» Directions
Retype all of the material below without changing a single character.
[Begin Extracted data]
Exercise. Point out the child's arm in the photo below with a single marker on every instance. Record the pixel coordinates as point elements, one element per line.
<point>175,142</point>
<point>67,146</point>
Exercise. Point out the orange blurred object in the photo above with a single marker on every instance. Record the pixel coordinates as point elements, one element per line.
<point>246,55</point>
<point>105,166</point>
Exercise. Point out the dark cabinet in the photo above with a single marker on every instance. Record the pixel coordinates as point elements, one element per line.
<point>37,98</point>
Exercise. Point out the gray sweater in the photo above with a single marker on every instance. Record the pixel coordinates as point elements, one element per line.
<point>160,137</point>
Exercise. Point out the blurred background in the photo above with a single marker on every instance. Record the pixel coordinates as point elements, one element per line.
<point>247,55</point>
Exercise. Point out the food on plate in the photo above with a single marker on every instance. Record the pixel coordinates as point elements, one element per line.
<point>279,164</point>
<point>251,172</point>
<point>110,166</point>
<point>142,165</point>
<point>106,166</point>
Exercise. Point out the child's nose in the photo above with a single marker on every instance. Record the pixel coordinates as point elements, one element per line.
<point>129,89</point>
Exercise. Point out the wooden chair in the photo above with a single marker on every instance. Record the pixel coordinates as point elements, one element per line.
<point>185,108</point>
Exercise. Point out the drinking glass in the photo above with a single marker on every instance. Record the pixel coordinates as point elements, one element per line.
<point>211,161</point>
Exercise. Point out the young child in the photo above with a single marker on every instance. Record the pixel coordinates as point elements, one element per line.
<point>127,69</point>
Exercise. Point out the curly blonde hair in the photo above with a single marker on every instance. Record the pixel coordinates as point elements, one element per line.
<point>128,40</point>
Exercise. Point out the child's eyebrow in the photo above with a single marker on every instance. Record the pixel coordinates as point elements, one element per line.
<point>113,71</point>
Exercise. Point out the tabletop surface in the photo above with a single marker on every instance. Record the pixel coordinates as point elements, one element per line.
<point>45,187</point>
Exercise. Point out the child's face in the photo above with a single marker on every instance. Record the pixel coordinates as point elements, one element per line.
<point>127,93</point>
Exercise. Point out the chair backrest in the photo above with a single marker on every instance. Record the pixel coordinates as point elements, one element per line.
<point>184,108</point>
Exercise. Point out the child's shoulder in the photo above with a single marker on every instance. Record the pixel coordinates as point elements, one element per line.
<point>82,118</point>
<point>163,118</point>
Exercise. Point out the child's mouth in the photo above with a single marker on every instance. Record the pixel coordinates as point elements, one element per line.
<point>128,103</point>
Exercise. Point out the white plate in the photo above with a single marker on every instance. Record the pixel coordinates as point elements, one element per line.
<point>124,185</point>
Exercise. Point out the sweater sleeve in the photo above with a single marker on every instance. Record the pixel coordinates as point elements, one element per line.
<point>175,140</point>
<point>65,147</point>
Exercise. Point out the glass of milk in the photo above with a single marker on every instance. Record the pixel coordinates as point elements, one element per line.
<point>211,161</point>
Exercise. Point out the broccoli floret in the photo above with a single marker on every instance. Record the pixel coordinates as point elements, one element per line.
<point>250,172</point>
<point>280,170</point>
[End Extracted data]
» Solution to this exercise
Exercise. Point out the child's arm in the photo below with a single marker on every instance. Record the pixel coordinates as point elements, one element per line.
<point>175,142</point>
<point>67,146</point>
Exercise. Point out the orange blurred object in the photo above with a single marker on every instance. Record the pixel coordinates as point elements, one element per line.
<point>246,55</point>
<point>105,166</point>
Exercise. Point out the dark cabinet in the photo above with a single marker on every instance. Record the pixel coordinates as point elements, one element per line.
<point>37,98</point>
Exercise. Point out the gray sweater in the photo above with a single marker on every instance. Record the pixel coordinates as point elements, one element per line.
<point>160,137</point>
Exercise. Point out the blurred background in the photo above with a single marker on every instance. Record the pixel coordinates as point elements, one element per line.
<point>247,55</point>
Exercise. Point out the food on plate in the photo above with a single marker on every instance. Record the pixel coordinates as point elements, one element per line.
<point>279,164</point>
<point>251,172</point>
<point>110,166</point>
<point>142,165</point>
<point>106,166</point>
Exercise. Point out the child's nose in the photo above with a single marker on every instance. Record the pixel coordinates as point elements, one element per line.
<point>129,89</point>
Exercise. Point out the wooden chair in the photo above with a single marker on every instance. Record the pixel coordinates as point elements, one element per line.
<point>185,108</point>
Exercise. Point out the drinking glass in the photo above with a single marker on every instance. Record the pixel coordinates as point elements, one element per line.
<point>211,161</point>
Exercise. Point out the young child in the photo above with a single marker on every instance. Record the pixel coordinates as point elements, one element per line.
<point>127,69</point>
Exercise. Point out the curly blonde hair in the photo above with a single marker on every instance. Record the pixel coordinates as point elements, one element per line.
<point>128,40</point>
Exercise. Point out the child's eyebrow in the photo above with a single marker on every instance. Record the pixel coordinates as point elements, one element per line.
<point>113,71</point>
Exercise. Point out the tabletop surface in the photo above with a single marker on every instance. Record the pixel coordinates as point elements, one element per line.
<point>45,187</point>
Exercise. Point out the child's face in the photo above with a single marker on every instance. Record the pixel coordinates as point elements, one element per line.
<point>127,93</point>
Exercise. Point out the chair backrest in the photo above with a single marker on every instance. Record the pixel coordinates as point elements, one element per line.
<point>184,108</point>
Exercise. Point out the child's shoulder in the photo above with a single marker on every instance. Record the pixel coordinates as point elements, one element per line.
<point>82,118</point>
<point>163,118</point>
Exercise. Point out the child's mouth in the photo above with a single marker on every instance. Record the pixel coordinates as point elements, one element per line.
<point>128,103</point>
Exercise. Point out the white plate in the photo above with a single marker on every instance. Record the pixel coordinates as point elements, one element per line.
<point>124,185</point>
Exercise. Point out the sweater sleeve in the photo above with a single marker on every instance. Record the pixel coordinates as point elements, one element per line.
<point>175,140</point>
<point>65,147</point>
Exercise. Point out the glass of milk in the photo above with a single marker on every instance. Record the pixel coordinates as point elements, one element per line.
<point>211,161</point>
Exercise. Point out the broccoli floret in the photo above with a single marker on every instance. Record the pixel coordinates as point elements, one element per line.
<point>250,172</point>
<point>280,170</point>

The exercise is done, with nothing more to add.